--- BEGIN Source text ---
In the course of this research, there were three questions Andy wanted to answer:

  • Why is it so hard to act outside of your comfort zone?
  • How do you avoid acting outside of your comfort zone?
  • What does it take to successfully act outside of your comfort zone?

“What was interesting about looking at people across these different professions was I found strikingly similar findings in very different contexts,” says Andy.

Five Psychological Roadblocks to Exploring Outside Our Comfort Zones

Andy’s findings fall under five categories of psychological roadblocks that keep us from stepping outside of our comfort zones.

Authenticity: “The idea that this doesn’t feel like me stepping outside my comfort zone,” says Andy. “Young entrepreneurs pretending to put on their grown-up voice when pitching to venture capitalists. Or I remember the very first time I stepped into a business school classroom to teach MBA students; I felt like a complete imposter.”

Likeability: “The idea that I’m afraid that people won’t like this new version of me — or this version of me acting outside my comfort zone,” Andy says. Someone might worry that they won’t be well-received if they act more assertively than what others consider within “normal” parameters.

Competence: “The idea that I’ll look like a fool doing this,” says Andy. Someone tasked with speaking in public might feel the audience will spot him or her as a fool who has no understanding of his or her own words — more fuel to the imposter syndrome fire that began with the authenticity roadblock.
--- END Source text ---
--- BEGIN Entries supplied ---
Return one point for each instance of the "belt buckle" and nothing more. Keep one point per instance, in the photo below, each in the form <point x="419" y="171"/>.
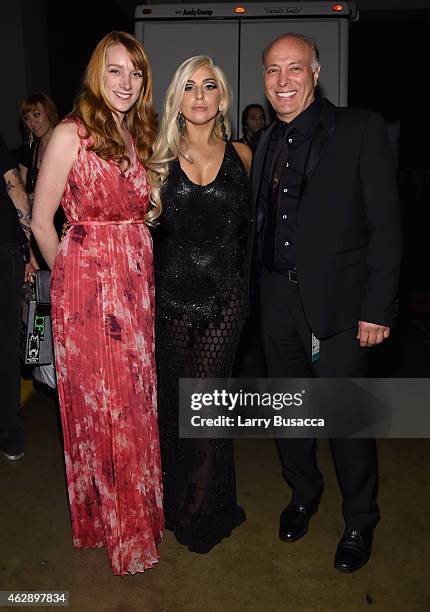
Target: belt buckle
<point x="292" y="276"/>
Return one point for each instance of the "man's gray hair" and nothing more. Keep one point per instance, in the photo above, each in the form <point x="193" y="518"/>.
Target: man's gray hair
<point x="309" y="41"/>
--- END Entries supplied ---
* [Your tasks]:
**A.** In the text on comfort zones, how many categories of psychological roadblocks do Andy's findings fall under?
**B.** Rewrite both rows above in full, requests included. Multiply every x and y coordinate in the answers by 0.65 and round to whole numbers, with halves rounded up. Keep the sample coordinates in the requests unchanged, and leave the pictures out.

* [Set of answers]:
**A.** Five.

**B.**
Return one point for each instance of the "belt buckle" and nothing more. Keep one point per instance, in the photo below, each in the form <point x="419" y="171"/>.
Target: belt buckle
<point x="190" y="179"/>
Return one point for each instance of the "man's gray hair" and nothing more. Keep one point per instance, in the photo above, each in the form <point x="193" y="518"/>.
Target: man's gray hair
<point x="201" y="27"/>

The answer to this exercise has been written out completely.